AWS provides multiple storage-optimized instance families with different processor architectures:

| Instance Family | Processor | vCPUs (max) | RAM (max) | NVMe Storage (max) | Notes |
|----------------|-----------|-------------|-----------|-------------------|-------|
| **I8g** | Graviton4 (ARM) | 192 | 1,536 GiB | 45 TB | Latest generation, best performance |
| **I8ge** | Graviton4 (ARM) | 192 | 1,536 GiB | 120 TB | Extended storage variant |
| **I7i** | Intel Emerald Rapids | 192 | 1,536 GiB | 45 TB | Latest Intel, 50% better than I4i |
| **I7ie** | Intel Emerald Rapids | 192 | 1,536 GiB | 120 TB | Extended storage variant |
| **I4i** | Intel Ice Lake | 128 | 1,024 GiB | 30 TB | Previous generation Intel |
| **I4g** | Graviton2 (ARM) | 64 | 512 GiB | 15 TB | Previous generation ARM |
| **Im4gn** | Graviton2 (ARM) | 64 | 256 GiB | 30 TB | Higher storage density per vCPU |
| **Is4gen** | Graviton2 (ARM) | 96 | 192 GiB | 30 TB | Lowest cost per TB |

**Processor selection:**

| Architecture | Best For | Price-Performance |
|-------------|----------|-------------------|
| Graviton (ARM) | Native ARM workloads, cost optimization | 20-40% better |
| Intel | x86 compatibility, specific instruction sets | Baseline |
| AMD (via R-series) | General purpose with EBS | Competitive |

=== "GCP"

++++++++

WRITTEN INSTRUCTION A> Pull out each line of the records below that contains the string "underside".

DATA FOR THIS EXERCISE>
++++++++

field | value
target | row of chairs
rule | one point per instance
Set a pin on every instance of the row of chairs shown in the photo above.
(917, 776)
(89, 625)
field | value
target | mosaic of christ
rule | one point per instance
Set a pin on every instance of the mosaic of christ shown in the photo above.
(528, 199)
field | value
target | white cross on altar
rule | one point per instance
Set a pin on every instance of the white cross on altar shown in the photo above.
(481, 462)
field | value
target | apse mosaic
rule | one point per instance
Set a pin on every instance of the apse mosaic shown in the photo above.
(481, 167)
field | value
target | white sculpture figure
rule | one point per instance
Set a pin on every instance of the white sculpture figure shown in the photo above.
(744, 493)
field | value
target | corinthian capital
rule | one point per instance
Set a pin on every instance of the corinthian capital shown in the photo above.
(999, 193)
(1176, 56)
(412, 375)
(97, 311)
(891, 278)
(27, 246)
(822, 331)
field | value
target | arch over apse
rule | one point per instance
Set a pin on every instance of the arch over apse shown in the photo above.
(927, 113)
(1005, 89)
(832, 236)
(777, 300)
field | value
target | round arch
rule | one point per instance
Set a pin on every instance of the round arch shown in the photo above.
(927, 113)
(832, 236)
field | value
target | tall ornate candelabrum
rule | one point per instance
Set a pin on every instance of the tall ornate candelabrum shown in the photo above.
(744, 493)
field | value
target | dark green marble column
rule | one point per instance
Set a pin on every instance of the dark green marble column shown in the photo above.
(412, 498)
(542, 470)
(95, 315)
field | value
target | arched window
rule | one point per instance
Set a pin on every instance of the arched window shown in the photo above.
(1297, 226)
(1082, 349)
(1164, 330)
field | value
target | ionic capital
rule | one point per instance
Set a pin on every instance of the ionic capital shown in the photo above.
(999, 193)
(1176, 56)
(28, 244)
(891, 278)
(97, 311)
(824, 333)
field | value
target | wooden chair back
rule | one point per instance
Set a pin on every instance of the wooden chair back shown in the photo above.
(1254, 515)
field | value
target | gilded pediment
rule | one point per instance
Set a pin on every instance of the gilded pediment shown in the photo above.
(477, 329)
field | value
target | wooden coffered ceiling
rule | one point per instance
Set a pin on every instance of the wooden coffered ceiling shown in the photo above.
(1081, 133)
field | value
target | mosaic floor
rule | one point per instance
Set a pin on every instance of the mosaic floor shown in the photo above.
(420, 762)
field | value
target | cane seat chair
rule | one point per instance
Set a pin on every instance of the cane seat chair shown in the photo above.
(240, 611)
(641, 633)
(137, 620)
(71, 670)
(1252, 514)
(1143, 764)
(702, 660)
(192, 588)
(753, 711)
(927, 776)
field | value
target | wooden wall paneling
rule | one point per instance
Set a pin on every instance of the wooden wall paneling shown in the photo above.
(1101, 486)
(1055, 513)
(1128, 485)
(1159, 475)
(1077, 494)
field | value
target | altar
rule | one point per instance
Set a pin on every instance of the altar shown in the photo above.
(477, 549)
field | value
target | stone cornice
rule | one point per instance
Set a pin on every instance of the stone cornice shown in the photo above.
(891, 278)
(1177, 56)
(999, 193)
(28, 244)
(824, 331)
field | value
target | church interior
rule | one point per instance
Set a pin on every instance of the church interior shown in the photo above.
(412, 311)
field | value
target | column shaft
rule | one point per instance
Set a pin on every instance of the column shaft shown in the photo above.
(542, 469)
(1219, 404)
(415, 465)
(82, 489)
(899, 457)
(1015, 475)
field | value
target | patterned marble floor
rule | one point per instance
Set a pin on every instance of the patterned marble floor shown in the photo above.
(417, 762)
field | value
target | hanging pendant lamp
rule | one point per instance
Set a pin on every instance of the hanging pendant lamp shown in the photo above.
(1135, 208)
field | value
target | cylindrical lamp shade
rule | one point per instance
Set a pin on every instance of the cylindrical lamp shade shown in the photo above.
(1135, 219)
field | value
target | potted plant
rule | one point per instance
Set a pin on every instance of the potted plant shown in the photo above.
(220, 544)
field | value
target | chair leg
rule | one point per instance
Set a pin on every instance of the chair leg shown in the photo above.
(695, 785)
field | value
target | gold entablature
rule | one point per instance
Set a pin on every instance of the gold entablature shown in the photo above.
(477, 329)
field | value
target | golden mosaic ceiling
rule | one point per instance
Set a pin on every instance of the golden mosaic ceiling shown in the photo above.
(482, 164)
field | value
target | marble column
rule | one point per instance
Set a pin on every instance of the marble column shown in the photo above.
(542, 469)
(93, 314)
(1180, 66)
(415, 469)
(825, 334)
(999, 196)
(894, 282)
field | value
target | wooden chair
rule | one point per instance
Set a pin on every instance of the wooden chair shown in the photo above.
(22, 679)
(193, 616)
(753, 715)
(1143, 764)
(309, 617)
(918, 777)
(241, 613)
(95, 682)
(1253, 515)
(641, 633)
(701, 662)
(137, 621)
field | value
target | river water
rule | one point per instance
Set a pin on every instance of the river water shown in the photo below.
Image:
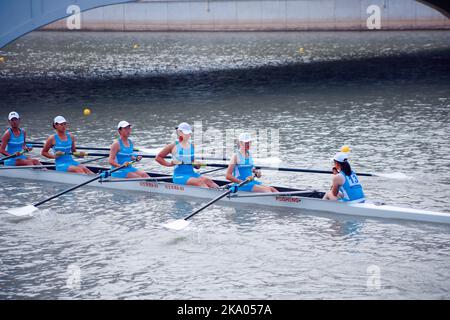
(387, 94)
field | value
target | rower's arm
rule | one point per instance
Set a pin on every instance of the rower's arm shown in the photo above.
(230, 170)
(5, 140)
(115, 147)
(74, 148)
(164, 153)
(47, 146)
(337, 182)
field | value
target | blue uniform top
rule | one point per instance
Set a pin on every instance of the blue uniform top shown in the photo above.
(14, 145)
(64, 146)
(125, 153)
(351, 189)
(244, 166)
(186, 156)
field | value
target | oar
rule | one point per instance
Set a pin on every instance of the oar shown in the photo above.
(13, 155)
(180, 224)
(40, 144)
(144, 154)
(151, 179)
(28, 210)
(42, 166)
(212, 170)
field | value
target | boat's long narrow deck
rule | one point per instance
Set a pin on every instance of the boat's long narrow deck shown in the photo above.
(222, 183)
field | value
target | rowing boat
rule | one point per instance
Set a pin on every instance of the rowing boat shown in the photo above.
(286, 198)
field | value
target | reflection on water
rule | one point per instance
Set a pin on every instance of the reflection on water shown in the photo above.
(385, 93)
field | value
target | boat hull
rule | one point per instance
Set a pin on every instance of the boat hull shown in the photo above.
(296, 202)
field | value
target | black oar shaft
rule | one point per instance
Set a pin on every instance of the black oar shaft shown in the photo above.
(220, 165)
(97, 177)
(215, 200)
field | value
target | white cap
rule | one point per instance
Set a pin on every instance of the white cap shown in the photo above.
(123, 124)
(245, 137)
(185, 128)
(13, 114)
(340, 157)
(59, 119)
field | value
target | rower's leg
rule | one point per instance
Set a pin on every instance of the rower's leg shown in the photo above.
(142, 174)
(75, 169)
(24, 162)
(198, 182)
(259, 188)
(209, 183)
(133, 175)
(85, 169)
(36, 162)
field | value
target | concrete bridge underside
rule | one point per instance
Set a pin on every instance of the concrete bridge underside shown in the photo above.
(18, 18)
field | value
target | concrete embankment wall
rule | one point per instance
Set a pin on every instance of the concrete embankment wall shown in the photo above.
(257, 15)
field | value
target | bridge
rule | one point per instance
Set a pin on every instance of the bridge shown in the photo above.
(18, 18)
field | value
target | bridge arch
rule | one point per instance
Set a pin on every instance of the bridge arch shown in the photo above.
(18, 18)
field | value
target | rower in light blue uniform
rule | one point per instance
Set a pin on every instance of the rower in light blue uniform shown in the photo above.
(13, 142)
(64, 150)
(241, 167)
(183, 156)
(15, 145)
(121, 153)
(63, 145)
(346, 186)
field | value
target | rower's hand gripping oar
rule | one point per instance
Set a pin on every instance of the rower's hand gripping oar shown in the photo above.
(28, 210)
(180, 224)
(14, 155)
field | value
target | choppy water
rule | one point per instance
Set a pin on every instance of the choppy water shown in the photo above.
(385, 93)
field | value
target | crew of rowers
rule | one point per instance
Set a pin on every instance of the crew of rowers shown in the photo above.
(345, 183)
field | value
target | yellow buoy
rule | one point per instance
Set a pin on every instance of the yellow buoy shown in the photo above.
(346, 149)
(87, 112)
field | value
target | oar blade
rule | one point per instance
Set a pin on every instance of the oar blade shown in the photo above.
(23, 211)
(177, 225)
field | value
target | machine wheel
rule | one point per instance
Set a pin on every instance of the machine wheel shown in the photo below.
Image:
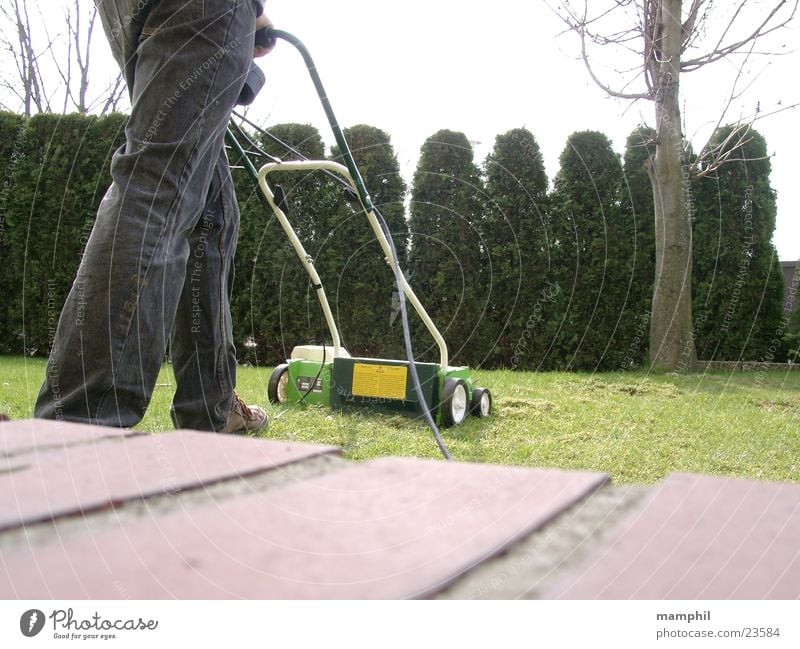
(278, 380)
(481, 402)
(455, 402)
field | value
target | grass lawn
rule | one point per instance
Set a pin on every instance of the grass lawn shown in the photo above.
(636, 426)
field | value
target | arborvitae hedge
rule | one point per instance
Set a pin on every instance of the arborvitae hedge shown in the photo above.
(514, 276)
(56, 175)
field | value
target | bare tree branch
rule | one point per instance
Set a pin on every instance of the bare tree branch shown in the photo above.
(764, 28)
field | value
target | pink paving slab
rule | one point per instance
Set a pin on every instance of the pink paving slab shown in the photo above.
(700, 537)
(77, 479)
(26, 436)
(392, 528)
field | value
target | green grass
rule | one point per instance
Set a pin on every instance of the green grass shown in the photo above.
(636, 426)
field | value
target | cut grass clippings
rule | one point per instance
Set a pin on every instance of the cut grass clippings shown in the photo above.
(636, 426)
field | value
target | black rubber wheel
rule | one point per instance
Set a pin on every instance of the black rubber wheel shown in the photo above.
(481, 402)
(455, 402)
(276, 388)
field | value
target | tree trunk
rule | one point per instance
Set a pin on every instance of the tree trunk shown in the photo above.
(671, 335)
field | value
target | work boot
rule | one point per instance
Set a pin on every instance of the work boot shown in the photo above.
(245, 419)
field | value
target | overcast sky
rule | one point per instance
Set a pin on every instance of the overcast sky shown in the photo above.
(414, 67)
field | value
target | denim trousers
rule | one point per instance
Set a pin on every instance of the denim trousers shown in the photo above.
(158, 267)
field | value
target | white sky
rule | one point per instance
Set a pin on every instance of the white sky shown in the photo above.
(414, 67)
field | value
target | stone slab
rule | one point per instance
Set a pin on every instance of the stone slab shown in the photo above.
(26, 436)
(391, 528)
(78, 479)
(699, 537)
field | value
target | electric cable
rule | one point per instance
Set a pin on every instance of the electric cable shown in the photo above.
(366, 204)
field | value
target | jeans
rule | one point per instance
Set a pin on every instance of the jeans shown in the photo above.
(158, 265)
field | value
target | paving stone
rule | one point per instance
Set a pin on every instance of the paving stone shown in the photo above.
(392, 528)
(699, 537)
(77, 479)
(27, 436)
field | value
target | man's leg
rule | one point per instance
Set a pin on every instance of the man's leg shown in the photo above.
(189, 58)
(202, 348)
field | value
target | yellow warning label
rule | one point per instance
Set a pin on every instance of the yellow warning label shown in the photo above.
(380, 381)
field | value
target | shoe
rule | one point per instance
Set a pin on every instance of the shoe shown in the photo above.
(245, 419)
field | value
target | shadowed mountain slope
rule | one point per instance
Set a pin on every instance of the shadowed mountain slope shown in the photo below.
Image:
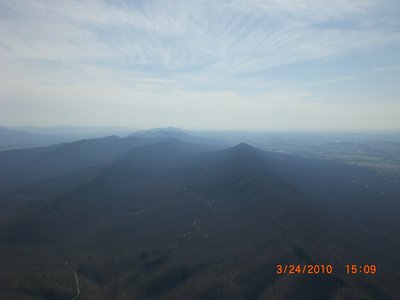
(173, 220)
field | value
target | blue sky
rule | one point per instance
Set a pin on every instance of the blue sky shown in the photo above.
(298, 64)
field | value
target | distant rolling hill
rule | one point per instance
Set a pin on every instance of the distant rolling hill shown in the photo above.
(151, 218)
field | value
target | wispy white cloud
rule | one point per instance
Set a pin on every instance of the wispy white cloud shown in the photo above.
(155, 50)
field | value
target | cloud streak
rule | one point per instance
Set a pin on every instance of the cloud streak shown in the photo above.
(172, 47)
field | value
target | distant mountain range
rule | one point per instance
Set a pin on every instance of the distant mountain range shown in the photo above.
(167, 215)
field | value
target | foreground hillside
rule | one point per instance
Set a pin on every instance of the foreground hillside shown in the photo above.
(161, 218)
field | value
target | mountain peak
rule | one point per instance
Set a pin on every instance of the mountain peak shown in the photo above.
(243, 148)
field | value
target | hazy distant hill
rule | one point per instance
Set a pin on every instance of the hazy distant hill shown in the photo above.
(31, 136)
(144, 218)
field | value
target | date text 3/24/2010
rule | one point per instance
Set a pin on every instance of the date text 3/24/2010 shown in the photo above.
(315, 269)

++++++++

WRITTEN INSTRUCTION B> Continue the passage on AWS storage-optimized instance families from the point where it ends.

TASK ANSWER A>
target | concrete bridge underside
Set a pin on every instance of the concrete bridge underside shown in the photo above.

TASK ANSWER B>
GCP offers Local SSD through `-lssd` suffix on machine types:

| Machine Series | Processor | vCPUs (max) | RAM (max) | Local SSD (max) | Notes |
|---------------|-----------|-------------|-----------|-----------------|-------|
| **C4D-lssd** | AMD EPYC Genoa | 384 | 3 TB | 12 TB | Latest AMD, 55% more QPS vs C3D |
| **C4-lssd** | Intel Sapphire Rapids | 192 | 1.5 TB | 12 TB | Latest Intel |
| **C4A-lssd** | Ampere Altra (ARM) | 72 | 576 GiB | 6 TB | ARM-based option |
| **C3D-lssd** | AMD EPYC Genoa | 360 | 2,880 GiB | 6 TB | High vCPU count |
| **C3-lssd** | Intel Sapphire Rapids | 176 | 1,408 GiB | 6 TB | Intel alternative |
| **N2D** | AMD EPYC Milan | 224 | 896 GiB | 9 TB | General purpose |

Local SSD disks are 375 GiB each, attached in predetermined quantities per machine type.

=== "Azure"

Azure L-series provides storage-optimized instances:

| VM Series | Processor | vCPUs (max) | RAM (max) | NVMe Storage (max) | Notes |
|-----------|-----------|-------------|-----------|-------------------|-------|
| **Lsv3** | Intel Ice Lake | 80 | 640 GiB | 19.2 TB (10×1.92TB) | Intel-based, default encryption |
| **Lasv3** | AMD EPYC 7763v | 80 | 640 GiB | 19.2 TB (10×1.92TB) | AMD-based alternative |
| **Lsv2** | AMD EPYC 7551 | 80 | 640 GiB | 19.2 TB | Previous generation |

One 1.92TB NVMe device per 8 vCPUs. NVMe drives encrypted by default using hardware-based encryption.

Persistent Storage (Network-Attached)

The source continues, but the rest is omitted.